/---

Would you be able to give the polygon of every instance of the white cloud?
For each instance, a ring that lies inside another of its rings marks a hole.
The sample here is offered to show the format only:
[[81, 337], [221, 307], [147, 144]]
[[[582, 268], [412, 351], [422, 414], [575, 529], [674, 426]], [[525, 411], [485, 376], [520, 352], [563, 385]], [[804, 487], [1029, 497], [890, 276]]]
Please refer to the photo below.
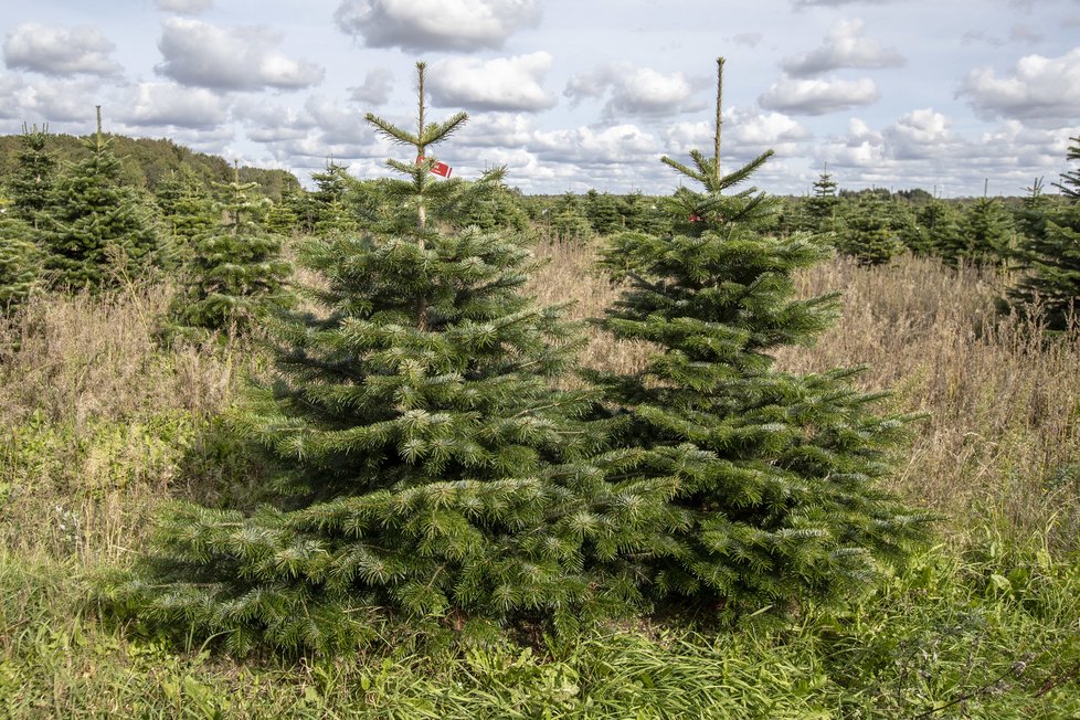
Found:
[[229, 117], [225, 100], [201, 87], [139, 83], [120, 104], [118, 119], [128, 125], [213, 129]]
[[427, 88], [443, 107], [542, 110], [555, 104], [541, 86], [553, 61], [547, 52], [488, 61], [451, 57], [431, 66]]
[[498, 50], [540, 22], [538, 0], [342, 0], [333, 14], [343, 32], [370, 47], [409, 51]]
[[1027, 55], [998, 76], [967, 73], [956, 92], [983, 117], [1066, 120], [1080, 117], [1080, 47], [1060, 57]]
[[116, 45], [94, 28], [55, 28], [28, 22], [8, 33], [3, 62], [11, 68], [47, 75], [113, 75], [121, 70], [109, 60], [114, 50]]
[[93, 123], [94, 105], [100, 103], [98, 85], [89, 78], [38, 80], [0, 76], [0, 114], [19, 120]]
[[210, 10], [214, 0], [157, 0], [158, 10], [176, 12], [181, 15], [194, 15]]
[[297, 89], [322, 81], [325, 71], [274, 50], [280, 35], [261, 28], [223, 29], [199, 20], [169, 18], [156, 71], [181, 85], [213, 89]]
[[903, 55], [894, 49], [864, 36], [865, 29], [862, 20], [841, 20], [829, 28], [824, 45], [808, 53], [785, 57], [780, 65], [788, 75], [807, 77], [841, 67], [869, 70], [904, 64]]
[[870, 78], [797, 80], [786, 75], [773, 83], [758, 102], [762, 107], [796, 115], [826, 115], [860, 105], [870, 105], [879, 97], [878, 86]]
[[385, 67], [373, 67], [363, 83], [349, 88], [349, 98], [360, 105], [383, 105], [394, 87], [394, 74]]
[[665, 75], [629, 62], [614, 62], [570, 78], [563, 94], [575, 104], [584, 98], [606, 97], [604, 116], [663, 117], [700, 109], [691, 103], [693, 87], [680, 72]]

\---

STATED GOAL: Collect every line of the data above that contains the word "instance".

RESPONSE TO THE EXERCISE:
Would you be able to give the polygon of every instance of the white cloud?
For each instance, a ring that lies inside another of its rings marks a hole.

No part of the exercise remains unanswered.